§ **YOUR INSTRUCTIONS**
Repeat the records below verbatim.

§ **RECORDS FOR THIS EXERCISE**
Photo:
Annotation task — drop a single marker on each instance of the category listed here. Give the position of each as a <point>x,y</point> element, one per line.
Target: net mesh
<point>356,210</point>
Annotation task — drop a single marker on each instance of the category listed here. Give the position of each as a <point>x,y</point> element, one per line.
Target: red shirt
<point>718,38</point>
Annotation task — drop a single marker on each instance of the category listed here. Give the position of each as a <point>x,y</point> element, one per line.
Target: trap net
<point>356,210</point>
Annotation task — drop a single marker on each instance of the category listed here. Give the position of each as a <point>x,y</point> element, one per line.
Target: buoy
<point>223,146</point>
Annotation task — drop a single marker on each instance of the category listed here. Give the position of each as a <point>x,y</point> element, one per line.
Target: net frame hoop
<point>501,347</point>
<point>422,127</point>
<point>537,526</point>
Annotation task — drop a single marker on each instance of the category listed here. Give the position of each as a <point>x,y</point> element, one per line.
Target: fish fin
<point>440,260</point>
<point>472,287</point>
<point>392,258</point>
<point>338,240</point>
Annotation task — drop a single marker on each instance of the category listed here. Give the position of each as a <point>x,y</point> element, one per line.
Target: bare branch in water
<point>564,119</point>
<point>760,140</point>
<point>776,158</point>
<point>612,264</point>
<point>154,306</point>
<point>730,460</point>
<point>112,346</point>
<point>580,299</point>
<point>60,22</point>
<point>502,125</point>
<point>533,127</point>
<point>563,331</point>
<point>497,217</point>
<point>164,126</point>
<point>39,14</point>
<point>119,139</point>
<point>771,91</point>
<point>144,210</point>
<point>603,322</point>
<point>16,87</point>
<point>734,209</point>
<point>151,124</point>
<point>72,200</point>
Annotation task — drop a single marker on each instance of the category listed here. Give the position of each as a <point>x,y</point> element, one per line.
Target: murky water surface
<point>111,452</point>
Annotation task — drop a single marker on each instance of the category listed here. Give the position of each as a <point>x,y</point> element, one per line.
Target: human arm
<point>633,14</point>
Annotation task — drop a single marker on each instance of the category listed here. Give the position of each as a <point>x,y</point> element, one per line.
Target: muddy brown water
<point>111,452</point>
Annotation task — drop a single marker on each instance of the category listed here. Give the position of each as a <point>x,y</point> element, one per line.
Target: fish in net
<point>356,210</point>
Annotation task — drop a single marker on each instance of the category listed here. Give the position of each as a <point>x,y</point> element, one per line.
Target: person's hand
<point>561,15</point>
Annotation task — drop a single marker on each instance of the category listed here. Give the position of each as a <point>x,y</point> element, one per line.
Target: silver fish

§ **RESPONSE BOX**
Photo:
Annotation task — drop a single marker on each instance of the category listed here. Give the position of each as a <point>x,y</point> element, one per line.
Target: net mesh
<point>356,210</point>
Annotation task — drop a single marker on each instance of the category listed here. Give the position of each as a <point>x,y</point> element, one per line.
Target: red shirt
<point>718,38</point>
Annotation task — drop a single marker on each instance of the category listed here. Give the position of each as a <point>x,y</point> element, one per line.
Target: trap net
<point>356,210</point>
Annotation task — drop a single marker on each instance of the category listed here. Give the position of each as a <point>x,y</point> element, one per line.
Target: buoy
<point>223,146</point>
Annotation task — drop a single marker on each instance of the category listed here. Give the position of each as a <point>x,y</point> element, one per line.
Target: net frame hoop
<point>501,347</point>
<point>422,127</point>
<point>537,526</point>
Annotation task — drop a single marker on each instance of the category listed here. Give the position of each as a <point>x,y</point> element, one per line.
Target: fish fin
<point>440,260</point>
<point>472,287</point>
<point>392,258</point>
<point>338,240</point>
Annotation task — drop a single marker on each instance of the category listed here. Give the position of each as a <point>x,y</point> element, one per line.
Target: bare branch in water
<point>564,119</point>
<point>760,140</point>
<point>776,158</point>
<point>612,264</point>
<point>154,306</point>
<point>730,460</point>
<point>112,346</point>
<point>580,299</point>
<point>60,22</point>
<point>502,125</point>
<point>533,127</point>
<point>563,331</point>
<point>497,217</point>
<point>164,126</point>
<point>39,14</point>
<point>119,139</point>
<point>771,91</point>
<point>144,210</point>
<point>603,322</point>
<point>16,87</point>
<point>734,209</point>
<point>151,124</point>
<point>72,200</point>
Annotation task — drop a single marker on each instance of the category listed here. Give the position of each as a <point>x,y</point> element, one per line.
Target: murky water surface
<point>111,452</point>
Annotation task — drop a single marker on each instance of the category listed here. Give the position of each as a <point>x,y</point> element, one per line.
Target: human arm
<point>633,14</point>
Annotation task — drop a single marker on each instance of the category listed here. Give the position of each as a <point>x,y</point> element, one per line.
Target: muddy brown water
<point>111,452</point>
Annotation task — drop a single marker on each instance of the category listed here. Give the position of each as a <point>x,y</point> element, one per line.
Target: fish in net
<point>356,210</point>
Annotation task — drop a single marker on each instance of the category listed here. Give the position of each as a <point>x,y</point> element, one per line.
Target: person's hand
<point>561,15</point>
Annotation task — drop a single marker on each instance of the category listed here. Give the position of each as a <point>x,y</point> element, one per line.
Target: silver fish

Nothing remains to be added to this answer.